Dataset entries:
○ ○ ○ ○ ○

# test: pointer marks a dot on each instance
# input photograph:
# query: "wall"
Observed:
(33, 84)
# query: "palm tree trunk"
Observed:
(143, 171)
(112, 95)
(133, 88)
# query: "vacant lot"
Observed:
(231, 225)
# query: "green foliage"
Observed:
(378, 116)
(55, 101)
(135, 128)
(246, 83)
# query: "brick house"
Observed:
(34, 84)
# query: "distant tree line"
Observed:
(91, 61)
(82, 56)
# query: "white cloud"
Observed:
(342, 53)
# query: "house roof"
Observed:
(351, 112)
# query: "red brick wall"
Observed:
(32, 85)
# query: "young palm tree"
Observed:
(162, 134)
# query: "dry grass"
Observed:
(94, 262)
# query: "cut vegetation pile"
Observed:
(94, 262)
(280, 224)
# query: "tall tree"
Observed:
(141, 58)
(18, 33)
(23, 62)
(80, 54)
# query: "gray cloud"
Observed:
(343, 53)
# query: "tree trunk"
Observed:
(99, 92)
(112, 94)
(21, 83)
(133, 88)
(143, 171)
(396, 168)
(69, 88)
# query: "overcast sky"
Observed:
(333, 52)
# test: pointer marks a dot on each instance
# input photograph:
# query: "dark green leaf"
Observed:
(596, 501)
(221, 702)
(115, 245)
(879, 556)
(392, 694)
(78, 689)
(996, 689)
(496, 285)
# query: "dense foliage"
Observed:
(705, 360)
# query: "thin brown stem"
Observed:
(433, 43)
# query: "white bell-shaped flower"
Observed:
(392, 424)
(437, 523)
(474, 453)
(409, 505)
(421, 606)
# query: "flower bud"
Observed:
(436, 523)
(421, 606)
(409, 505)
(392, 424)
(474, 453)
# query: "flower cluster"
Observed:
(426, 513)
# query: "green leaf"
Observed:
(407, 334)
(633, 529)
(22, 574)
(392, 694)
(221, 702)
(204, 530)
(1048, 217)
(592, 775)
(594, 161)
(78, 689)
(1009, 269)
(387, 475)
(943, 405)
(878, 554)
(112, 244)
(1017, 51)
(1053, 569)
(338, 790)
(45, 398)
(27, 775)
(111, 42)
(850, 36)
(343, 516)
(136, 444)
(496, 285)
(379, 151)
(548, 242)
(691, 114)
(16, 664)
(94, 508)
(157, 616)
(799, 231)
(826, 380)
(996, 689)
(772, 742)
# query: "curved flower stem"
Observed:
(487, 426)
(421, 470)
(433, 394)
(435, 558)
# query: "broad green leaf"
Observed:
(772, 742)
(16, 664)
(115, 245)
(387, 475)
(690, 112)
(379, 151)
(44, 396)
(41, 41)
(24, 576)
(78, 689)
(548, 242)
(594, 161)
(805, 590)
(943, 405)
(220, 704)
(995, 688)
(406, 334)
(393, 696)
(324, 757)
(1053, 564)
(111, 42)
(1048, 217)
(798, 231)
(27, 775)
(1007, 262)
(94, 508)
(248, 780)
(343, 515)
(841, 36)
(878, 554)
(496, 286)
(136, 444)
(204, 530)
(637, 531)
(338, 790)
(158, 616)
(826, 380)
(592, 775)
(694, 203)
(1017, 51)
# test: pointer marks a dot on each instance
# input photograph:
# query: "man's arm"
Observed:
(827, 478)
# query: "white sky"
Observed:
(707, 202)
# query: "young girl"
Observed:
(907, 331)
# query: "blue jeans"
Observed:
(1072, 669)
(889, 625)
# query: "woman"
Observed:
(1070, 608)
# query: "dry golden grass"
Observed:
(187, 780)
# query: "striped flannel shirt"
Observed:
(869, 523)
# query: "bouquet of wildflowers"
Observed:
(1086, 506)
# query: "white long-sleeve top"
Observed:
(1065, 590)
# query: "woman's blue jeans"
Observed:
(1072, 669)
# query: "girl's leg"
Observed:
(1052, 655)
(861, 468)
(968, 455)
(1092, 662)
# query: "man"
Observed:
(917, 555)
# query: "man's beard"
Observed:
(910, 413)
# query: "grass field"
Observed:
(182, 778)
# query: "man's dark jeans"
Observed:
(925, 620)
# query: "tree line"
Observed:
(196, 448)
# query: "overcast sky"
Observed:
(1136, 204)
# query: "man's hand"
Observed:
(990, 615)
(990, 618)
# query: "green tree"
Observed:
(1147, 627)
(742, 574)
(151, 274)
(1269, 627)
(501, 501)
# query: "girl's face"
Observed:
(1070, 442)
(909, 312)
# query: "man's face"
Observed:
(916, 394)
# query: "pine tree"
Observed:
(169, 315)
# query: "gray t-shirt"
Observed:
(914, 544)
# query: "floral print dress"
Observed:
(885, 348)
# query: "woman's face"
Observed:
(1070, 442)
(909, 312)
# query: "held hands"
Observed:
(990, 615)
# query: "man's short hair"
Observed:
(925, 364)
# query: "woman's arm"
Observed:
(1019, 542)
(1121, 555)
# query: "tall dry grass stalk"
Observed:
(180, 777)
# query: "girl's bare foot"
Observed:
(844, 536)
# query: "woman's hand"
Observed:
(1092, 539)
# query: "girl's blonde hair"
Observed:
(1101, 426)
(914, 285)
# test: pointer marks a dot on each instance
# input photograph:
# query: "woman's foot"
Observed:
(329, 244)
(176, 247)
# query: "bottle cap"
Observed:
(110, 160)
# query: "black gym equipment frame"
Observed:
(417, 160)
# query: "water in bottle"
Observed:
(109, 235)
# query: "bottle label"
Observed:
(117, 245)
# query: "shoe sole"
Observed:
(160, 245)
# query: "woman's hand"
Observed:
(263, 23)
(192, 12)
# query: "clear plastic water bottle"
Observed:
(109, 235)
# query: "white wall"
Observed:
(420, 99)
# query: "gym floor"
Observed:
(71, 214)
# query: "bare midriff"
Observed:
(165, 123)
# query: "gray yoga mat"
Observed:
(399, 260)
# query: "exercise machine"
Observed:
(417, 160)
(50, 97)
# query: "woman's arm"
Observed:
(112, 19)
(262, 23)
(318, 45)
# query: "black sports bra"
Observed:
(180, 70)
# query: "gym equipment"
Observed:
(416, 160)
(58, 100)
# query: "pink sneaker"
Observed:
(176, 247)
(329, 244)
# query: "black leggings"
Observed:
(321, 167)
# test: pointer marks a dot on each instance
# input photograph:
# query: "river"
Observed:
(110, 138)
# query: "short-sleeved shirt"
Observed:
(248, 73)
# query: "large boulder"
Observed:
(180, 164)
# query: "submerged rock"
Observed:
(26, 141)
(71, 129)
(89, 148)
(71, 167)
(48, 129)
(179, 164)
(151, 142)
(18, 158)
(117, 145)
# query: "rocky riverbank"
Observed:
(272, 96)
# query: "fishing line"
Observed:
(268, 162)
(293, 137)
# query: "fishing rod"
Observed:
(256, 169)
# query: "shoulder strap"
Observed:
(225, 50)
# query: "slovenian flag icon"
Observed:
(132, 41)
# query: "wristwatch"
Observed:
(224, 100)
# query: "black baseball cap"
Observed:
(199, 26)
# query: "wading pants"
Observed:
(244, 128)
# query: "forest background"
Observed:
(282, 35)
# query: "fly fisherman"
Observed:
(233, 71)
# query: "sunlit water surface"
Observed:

○ ○ ○ ○ ○

Problem description: Please say how many lines in the records above contain the word "dark", giving the number alone.

Task solution: 2